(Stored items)
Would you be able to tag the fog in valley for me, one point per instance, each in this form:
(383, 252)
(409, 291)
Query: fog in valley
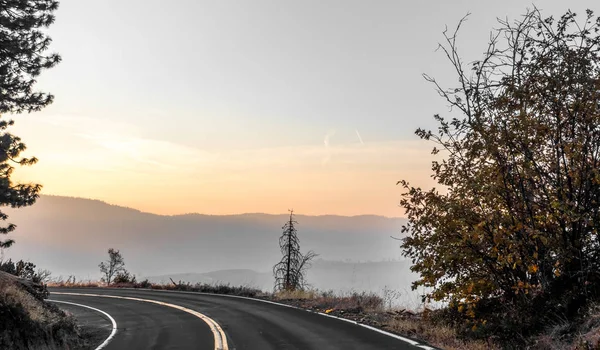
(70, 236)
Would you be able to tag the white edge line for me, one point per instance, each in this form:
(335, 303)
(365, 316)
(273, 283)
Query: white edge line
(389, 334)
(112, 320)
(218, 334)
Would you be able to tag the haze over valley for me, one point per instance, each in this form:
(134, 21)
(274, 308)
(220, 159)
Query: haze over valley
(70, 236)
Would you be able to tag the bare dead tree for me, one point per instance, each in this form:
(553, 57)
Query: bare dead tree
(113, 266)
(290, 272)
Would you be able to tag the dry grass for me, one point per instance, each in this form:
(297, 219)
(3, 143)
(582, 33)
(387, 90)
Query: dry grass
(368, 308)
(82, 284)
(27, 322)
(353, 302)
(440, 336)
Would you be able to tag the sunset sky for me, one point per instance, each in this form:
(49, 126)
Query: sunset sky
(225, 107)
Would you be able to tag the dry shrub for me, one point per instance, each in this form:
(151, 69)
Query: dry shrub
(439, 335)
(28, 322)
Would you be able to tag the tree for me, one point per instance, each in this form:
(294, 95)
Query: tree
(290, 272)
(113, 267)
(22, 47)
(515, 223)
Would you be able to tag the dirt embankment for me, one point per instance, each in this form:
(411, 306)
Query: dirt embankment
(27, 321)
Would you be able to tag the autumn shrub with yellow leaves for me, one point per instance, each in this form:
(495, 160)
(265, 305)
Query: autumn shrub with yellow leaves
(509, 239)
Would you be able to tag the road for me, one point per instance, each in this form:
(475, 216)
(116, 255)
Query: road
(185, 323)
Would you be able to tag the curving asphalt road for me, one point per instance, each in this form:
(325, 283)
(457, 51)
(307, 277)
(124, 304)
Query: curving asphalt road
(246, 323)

THE EXERCISE
Rewrite the stored items above as a JSON list of strings, one string for each line, leaving out blank lines and the pictures.

RESULT BELOW
[
  "Would you be able to tag the fog in valley for me, one point per instance, each in this form:",
  "(383, 252)",
  "(409, 291)",
  "Query: fog in valley",
  "(70, 236)",
  "Would you be able to tag the white edge line for me, one point per instance, each in this form:",
  "(335, 303)",
  "(365, 316)",
  "(273, 283)",
  "Query: white edge line",
  "(389, 334)",
  "(112, 320)",
  "(218, 334)",
  "Would you be able to tag the haze over valley for me, one point per instance, each in this form:",
  "(134, 21)",
  "(274, 308)",
  "(220, 159)",
  "Query: haze over valley",
  "(70, 236)",
  "Would you be able to tag the bare dead tree for me, one point per instance, each in this form:",
  "(553, 57)",
  "Query: bare dead tree",
  "(113, 266)",
  "(290, 272)",
  "Would you be able to tag the dry grass for me, one point per instance, each in this form:",
  "(297, 219)",
  "(3, 143)",
  "(582, 33)",
  "(387, 90)",
  "Query: dry grass",
  "(368, 308)",
  "(82, 284)",
  "(27, 322)",
  "(353, 302)",
  "(440, 336)",
  "Would you be able to tag the sunset sky for me, one point per instance, each in this form:",
  "(49, 126)",
  "Query: sunset sky",
  "(225, 107)",
  "Would you be able to tag the dry shrub for me, one point per instance, each in this form:",
  "(151, 69)",
  "Query: dry shrub",
  "(439, 335)",
  "(28, 322)",
  "Would you be able to tag the tree for me, one point per instance, each in this form:",
  "(294, 95)",
  "Query: tree",
  "(290, 272)",
  "(113, 267)",
  "(22, 47)",
  "(515, 223)",
  "Would you be able to tag the dirt embankment for me, one point per instance, each in this form:",
  "(411, 306)",
  "Query: dirt embankment",
  "(27, 321)",
  "Would you be able to tag the autumn shrub with yellow leaves for me, one point per instance, each in this form:",
  "(495, 160)",
  "(265, 305)",
  "Query: autumn shrub with yellow leaves",
  "(509, 239)",
  "Would you be able to tag the road for me, one point per instance, each in this form:",
  "(475, 216)",
  "(116, 255)",
  "Query: road",
  "(185, 323)",
  "Would you be able to tag the curving asphalt road for me, one point per instance, each in this form:",
  "(325, 283)",
  "(457, 51)",
  "(307, 277)",
  "(124, 304)",
  "Query: curving asphalt road",
  "(246, 323)"
]